• TASK TO COMPLETE: Update the data from the line containing "Wildlife-survey tagging: tag each instance of the high-rise" through the end, replacing "Pixel coordinates" with "Image coordinates" and changing nothing else. Leave the pictures out of your answer.

• EXERCISE INPUT:
╔══

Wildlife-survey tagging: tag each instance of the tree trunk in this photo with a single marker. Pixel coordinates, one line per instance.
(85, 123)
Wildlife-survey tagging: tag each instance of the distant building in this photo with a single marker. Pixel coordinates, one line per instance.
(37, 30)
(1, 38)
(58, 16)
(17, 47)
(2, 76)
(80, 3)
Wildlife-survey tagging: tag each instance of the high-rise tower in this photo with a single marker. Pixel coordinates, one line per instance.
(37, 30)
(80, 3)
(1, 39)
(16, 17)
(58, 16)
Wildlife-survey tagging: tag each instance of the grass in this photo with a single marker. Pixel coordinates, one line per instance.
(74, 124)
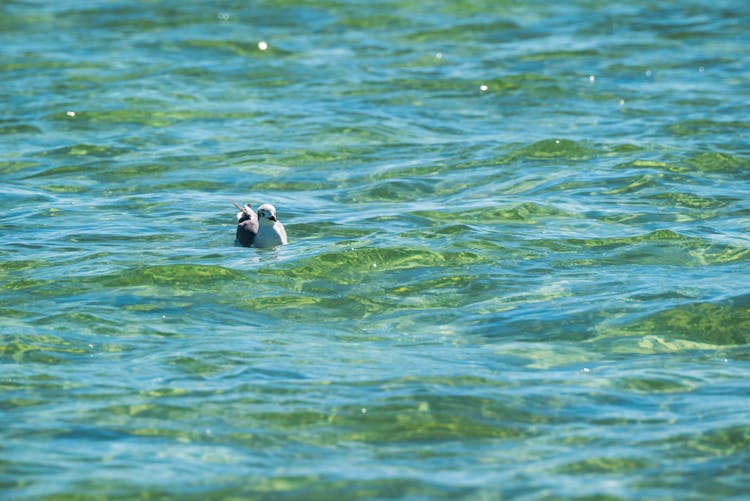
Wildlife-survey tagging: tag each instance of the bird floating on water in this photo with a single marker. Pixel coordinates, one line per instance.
(259, 230)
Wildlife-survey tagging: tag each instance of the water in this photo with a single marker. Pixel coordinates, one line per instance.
(518, 264)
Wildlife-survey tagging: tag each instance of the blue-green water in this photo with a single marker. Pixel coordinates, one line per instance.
(519, 262)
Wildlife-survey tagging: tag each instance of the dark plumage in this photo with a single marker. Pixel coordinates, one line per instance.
(247, 226)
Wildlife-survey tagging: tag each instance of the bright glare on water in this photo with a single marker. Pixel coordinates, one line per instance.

╚══

• WRITTEN SOLUTION:
Wildlife-survey tagging: tag each instance of the high-rise tower in this photo with a single marker. Image coordinates, one line per instance.
(37, 30)
(80, 3)
(1, 39)
(16, 17)
(58, 16)
Wildlife-survey tagging: tag each instance of the grass in this photo with a single marker. Image coordinates, one line per instance.
(74, 124)
Wildlife-survey tagging: tag each instance of the bird floating on water in this photo with a single marker. Image coordinates, one line per instance.
(259, 230)
Wildlife-survey tagging: tag each instance of the water in this photo with a single marker. Image coordinates, one line per instance.
(518, 264)
Wildlife-survey tagging: tag each instance of the blue-green water in this photo with a single marker. Image coordinates, one line per instance.
(519, 262)
Wildlife-survey tagging: tag each instance of the dark plumage in this photo with a single marker. Image coordinates, one line per instance.
(247, 226)
Wildlife-survey tagging: tag each instance of the bright glare on water in this photo with a single marker. Image coordinates, one line per instance.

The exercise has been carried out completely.